- PAGE EXCERPT -
**********

A bad idea exposed once again
editorial
A bad idea exposed once again
Keen observers of the Nunavut legislative assembly, especially those addicted to the reading of tabled documents, were treated to a stern lesson in public policy this week.
And that lesson is this: it's always a bad idea for governments to give no-bid leases and contracts to politically-favoured companies.
That lesson is contained in two hefty packages of documents tabled June 2 by Hunter Tootoo, the chair of the assembly's standing committee on government operations.
Those documents consist largely of emails sent either to or from David Simailak's government-supplied email address during times when Simailak, MLA for Baker Lake, served as either minister of finance or minister of economic development.
What's most interesting, however, is that Simailak, in most cases, did not initiate those emails.

**********

- INFORMATION PROVIDED -
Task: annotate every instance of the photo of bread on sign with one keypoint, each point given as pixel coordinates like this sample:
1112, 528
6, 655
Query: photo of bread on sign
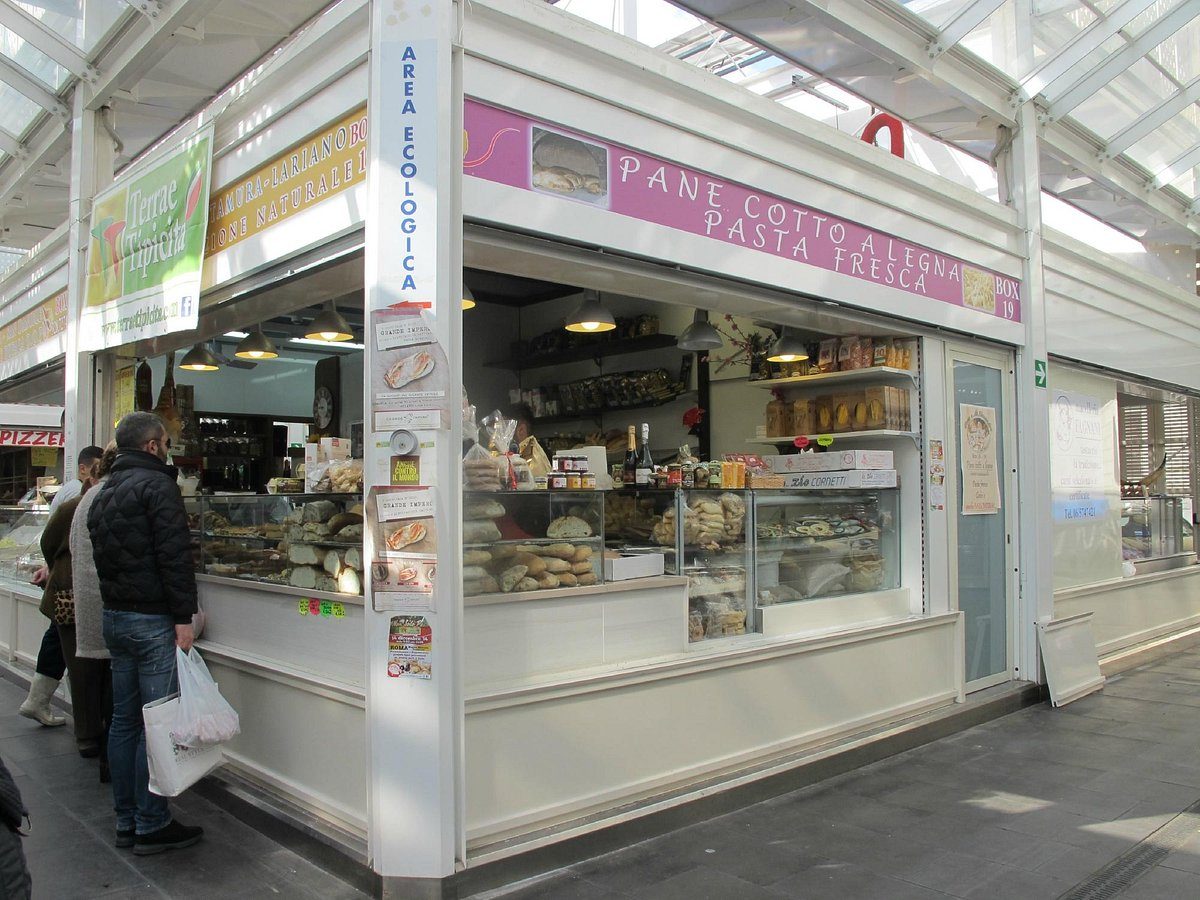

**********

- TASK INSTRUCTIONS -
Pick up the editorial on no-bid leases in Nunavut after its last sentence and carry it forward.

- FINAL RESULT -
A large number of them are actually forwarded, mostly to Simailak's Nunavut government email address. Most of that forwarding is done by a fellow by the name of Warwick Wilkinson, general manager of a Rankin Inlet company called Piruqsaijiit.
Simailak, according to his disclosure statements, is a part-owner of Piruqsaijiit, a 19-year-old firm with a long history in the eastern Arctic. It's one of several companies whose internal affairs he wasn't supposed to know anything about, on account of his having put his business interests into a blind trust when he entered the Nunavut cabinet.
Piruqsaijiit's main business is to manage and give advice to other businesses. To that end, it's the management hub for a well-known family of "Inuit" community development corporations: Qamanittuaq Development Corp., Tapiriit Developments Ltd., Ilagiiktuk Ltd., Arviat Development Corp., and others.
Simailak, by his own admission, is a part-owner in some of these businesses, principally the Qamanittuaq, Ilagiiktuk, and Tapiriit firms, as well as the Kangiqliniq Development Corp.
He wasn't supposed to know anything about the internal affairs of those businesses either. Simailak's interests in them were also supposed to be put into his blind trust, which was managed by trustee Gerald Avery, of the Yellowknife accounting firm Avery, Cooper and Co.
But the emails suggest that in spite of the blind trust, Simailak's associate at Piruqsaijiit, Warwick Wilkinson, kept Simailak apprised of some key activities within his businesses.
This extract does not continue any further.